- **Source records**
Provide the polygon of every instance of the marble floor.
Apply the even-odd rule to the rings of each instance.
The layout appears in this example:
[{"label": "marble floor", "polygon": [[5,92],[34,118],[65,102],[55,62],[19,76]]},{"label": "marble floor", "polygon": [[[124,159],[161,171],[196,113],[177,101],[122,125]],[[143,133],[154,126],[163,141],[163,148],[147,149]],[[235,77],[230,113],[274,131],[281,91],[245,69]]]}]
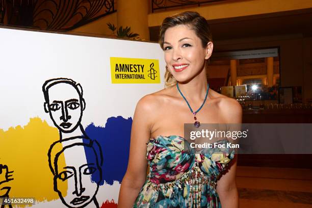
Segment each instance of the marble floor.
[{"label": "marble floor", "polygon": [[238,166],[240,207],[312,208],[312,169]]}]

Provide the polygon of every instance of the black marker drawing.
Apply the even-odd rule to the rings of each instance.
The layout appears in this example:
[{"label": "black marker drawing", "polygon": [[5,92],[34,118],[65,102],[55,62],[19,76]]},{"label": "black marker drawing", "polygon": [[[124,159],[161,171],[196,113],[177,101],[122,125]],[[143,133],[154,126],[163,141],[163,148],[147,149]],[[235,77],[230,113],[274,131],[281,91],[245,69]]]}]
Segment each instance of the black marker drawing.
[{"label": "black marker drawing", "polygon": [[11,190],[11,187],[7,186],[8,182],[13,180],[14,178],[12,173],[14,171],[9,171],[9,168],[6,165],[0,164],[0,198],[2,198],[3,201],[1,204],[1,208],[4,208],[6,204],[11,208],[12,205],[10,203],[5,203],[5,199],[9,199],[9,192]]},{"label": "black marker drawing", "polygon": [[[74,157],[86,149],[93,154],[88,162]],[[58,160],[62,154],[72,155],[66,158],[66,165]],[[54,191],[65,205],[69,207],[84,207],[89,204],[99,207],[96,195],[102,179],[103,157],[98,143],[89,139],[58,141],[51,145],[48,157],[50,169],[54,176]],[[95,181],[92,178],[96,178]],[[59,188],[64,183],[68,185],[67,192]],[[71,184],[74,184],[74,187],[70,186]]]},{"label": "black marker drawing", "polygon": [[[44,111],[60,132],[60,140],[48,152],[54,191],[69,207],[99,207],[95,196],[102,180],[103,154],[99,144],[90,139],[81,124],[86,108],[83,88],[71,79],[57,78],[45,81],[42,91]],[[58,160],[61,155],[68,156],[66,165]],[[67,191],[59,188],[67,185]]]},{"label": "black marker drawing", "polygon": [[60,132],[60,139],[88,138],[81,122],[86,102],[81,85],[67,78],[47,80],[42,86],[44,111]]}]

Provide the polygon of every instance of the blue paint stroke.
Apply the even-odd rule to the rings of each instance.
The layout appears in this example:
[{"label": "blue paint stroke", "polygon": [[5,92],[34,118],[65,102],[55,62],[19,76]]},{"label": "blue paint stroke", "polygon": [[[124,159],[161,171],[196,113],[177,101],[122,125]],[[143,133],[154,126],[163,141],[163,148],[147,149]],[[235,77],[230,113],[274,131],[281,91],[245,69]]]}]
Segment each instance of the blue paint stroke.
[{"label": "blue paint stroke", "polygon": [[[132,118],[127,119],[121,116],[111,117],[107,119],[105,127],[95,126],[92,123],[85,129],[87,135],[92,140],[96,140],[101,146],[103,153],[102,180],[100,185],[106,181],[111,185],[114,180],[121,183],[124,175],[129,157],[130,136]],[[87,161],[94,161],[94,154],[85,148]],[[92,176],[93,181],[98,178]]]}]

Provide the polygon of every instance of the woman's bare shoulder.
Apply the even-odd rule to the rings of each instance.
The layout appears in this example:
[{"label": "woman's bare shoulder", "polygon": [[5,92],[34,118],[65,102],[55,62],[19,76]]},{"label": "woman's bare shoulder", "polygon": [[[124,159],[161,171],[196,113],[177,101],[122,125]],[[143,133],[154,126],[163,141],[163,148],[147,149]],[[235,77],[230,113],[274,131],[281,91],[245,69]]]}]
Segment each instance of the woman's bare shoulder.
[{"label": "woman's bare shoulder", "polygon": [[142,97],[138,102],[137,109],[144,111],[153,112],[160,109],[172,97],[171,90],[165,88]]},{"label": "woman's bare shoulder", "polygon": [[221,115],[224,116],[227,123],[241,122],[242,109],[241,105],[235,99],[223,95],[212,90],[211,98],[215,102]]}]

- **What to produce**
Reproduce precisely the span of lines that begins at the line containing "Provide the polygon of every instance of the woman's" and ends with the last line of the listing.

- **Output of the exercise**
Provide the polygon of every instance of the woman's bare shoulder.
Apply the even-odd rule to the rings of each instance.
The layout appears in this example:
[{"label": "woman's bare shoulder", "polygon": [[5,92],[34,118],[65,102],[55,62],[19,76]]},{"label": "woman's bare shoulder", "polygon": [[[124,159],[161,171],[196,113],[177,101],[122,125]],[[143,133],[154,126],[163,141],[163,148],[147,149]],[[235,77],[230,113],[274,131],[281,91],[245,69]]]}]
Segment each instance of the woman's bare shoulder.
[{"label": "woman's bare shoulder", "polygon": [[142,97],[138,102],[137,109],[144,111],[153,112],[160,109],[172,97],[171,90],[165,88]]},{"label": "woman's bare shoulder", "polygon": [[221,115],[224,116],[227,123],[241,122],[242,109],[241,105],[235,99],[223,95],[212,90],[211,98],[215,102]]}]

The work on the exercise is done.